Task statement: Exactly as written, output each of the lines below, with no images.

*** Opening of Data under study ***

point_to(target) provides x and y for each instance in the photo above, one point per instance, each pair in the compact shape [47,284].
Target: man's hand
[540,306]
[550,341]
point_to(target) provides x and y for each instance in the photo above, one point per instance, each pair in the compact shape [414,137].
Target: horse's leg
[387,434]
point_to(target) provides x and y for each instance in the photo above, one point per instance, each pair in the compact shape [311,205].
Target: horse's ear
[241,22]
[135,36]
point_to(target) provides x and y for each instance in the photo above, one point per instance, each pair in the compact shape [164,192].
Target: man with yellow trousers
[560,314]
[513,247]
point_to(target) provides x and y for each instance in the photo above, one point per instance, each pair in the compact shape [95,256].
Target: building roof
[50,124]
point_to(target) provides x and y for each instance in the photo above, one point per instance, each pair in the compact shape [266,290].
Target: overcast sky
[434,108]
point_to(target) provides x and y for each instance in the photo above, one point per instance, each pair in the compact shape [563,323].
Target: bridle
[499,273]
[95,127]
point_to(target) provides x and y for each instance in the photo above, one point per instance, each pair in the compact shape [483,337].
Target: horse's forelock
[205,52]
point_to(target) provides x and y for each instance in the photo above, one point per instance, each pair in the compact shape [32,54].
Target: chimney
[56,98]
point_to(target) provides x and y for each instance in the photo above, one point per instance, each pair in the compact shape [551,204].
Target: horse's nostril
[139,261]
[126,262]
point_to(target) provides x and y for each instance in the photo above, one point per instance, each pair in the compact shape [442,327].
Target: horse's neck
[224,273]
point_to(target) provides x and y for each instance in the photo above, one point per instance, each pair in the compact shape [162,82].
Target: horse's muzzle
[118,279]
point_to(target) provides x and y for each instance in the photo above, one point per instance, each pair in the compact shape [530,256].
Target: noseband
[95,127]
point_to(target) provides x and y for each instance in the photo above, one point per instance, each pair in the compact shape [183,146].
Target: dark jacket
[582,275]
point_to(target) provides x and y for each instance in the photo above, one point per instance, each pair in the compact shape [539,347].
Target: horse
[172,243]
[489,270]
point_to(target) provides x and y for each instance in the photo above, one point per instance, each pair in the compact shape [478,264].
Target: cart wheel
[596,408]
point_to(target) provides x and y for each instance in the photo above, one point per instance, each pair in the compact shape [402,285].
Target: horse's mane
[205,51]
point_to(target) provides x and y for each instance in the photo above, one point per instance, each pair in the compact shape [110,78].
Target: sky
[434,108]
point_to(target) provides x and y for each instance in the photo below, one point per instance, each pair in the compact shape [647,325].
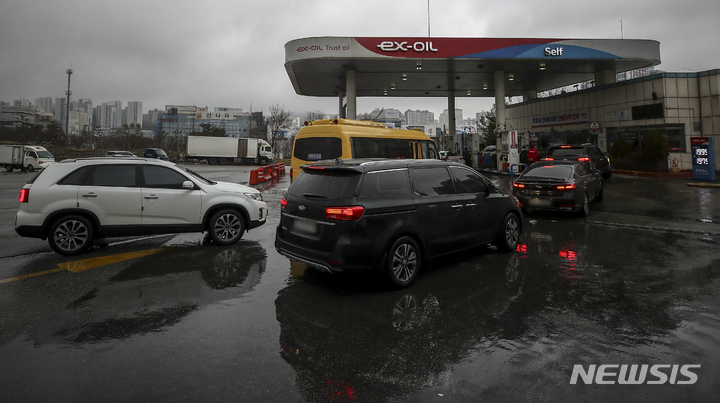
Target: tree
[278,123]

*** Close of Data under study ***

Response to the exercise:
point_to(target) provides x and y for each instance in the photo above, one point per instance, each pair in the compact shape [47,284].
Target: man's hand
[540,306]
[550,341]
point_to(target) provides x and y for each instance in the photo above, one point per instance, each pair in the compact shape [414,137].
Target: horse's leg
[387,434]
point_to(target) provides x and y for each instance in the photo above, one point per instance, each pair in the compact shape [311,205].
Target: horse's ear
[241,22]
[135,36]
point_to(target) provides x and y for each instance in the photo above, one point per instance, each pair in the compact shape [164,192].
Target: man with yellow trousers
[560,314]
[513,247]
point_to(target) provides x and y for each instance in the photo above, one point per instance, each pair in the compact shape [95,256].
Target: building roof
[50,124]
point_to(target) provides x and y for each instance in the photo above, one point per instance, each pair in the compact shape [266,290].
Target: overcast sky
[434,108]
point_to(target) provides x and y for each instance in the photo above, one point per instance, each pair in the compact shape [563,323].
Target: bridle
[499,273]
[95,127]
point_to(target) provides x and y for each instance in the photo above, one point per instance, each pair in the compact shape [483,337].
Target: horse's forelock
[205,52]
point_to(target) provides x and y for each instance in the photo above, one point per instance, each pair in the compact shape [32,54].
Target: chimney
[56,98]
point_to(target) provides x and y for each instance in the photo above, one point per instance, each pair in the compact shape [551,204].
Target: horse's nostril
[139,261]
[126,262]
point_to(target) provides x and y for each instance in the photo above, one point per instance, each pair in the compact shape [442,327].
Target: horse's neck
[224,273]
point_to(target) provides x and y for each instance in the photo above, one point per instance, each pair in the compact shape [162,82].
Target: horse's muzzle
[118,279]
point_to(target) provides x and y for each instance in the photo above, one point per instance, each pair in the compact shape [530,256].
Target: noseband
[95,127]
point_to(target) provides x and y for each instance in the photo above, one point per instance, each pair in the compact shape [183,146].
Target: dark jacket
[582,275]
point_to(target) provides x and y for each instance in the photo above, one point per instance, each pair in the compact shape [539,347].
Target: horse
[172,243]
[489,270]
point_to(target) provides x and y for each instance in the photo above, one point per instance, each pair in the compact shape [478,264].
Target: cart wheel
[596,408]
point_to(target) provides x and y for each instance in the photo above, one point per instance, each pair in the compact shape [402,285].
Target: horse's mane
[205,51]
point_to(target) provides x and y for each instance in the photo above, one point per instance, each pair in the compact shape [110,78].
Target: sky
[434,108]
point_to(target) provides x and y for each instance in the photo below, one point per instance, each pair in the compact shape [647,325].
Target: tree
[278,123]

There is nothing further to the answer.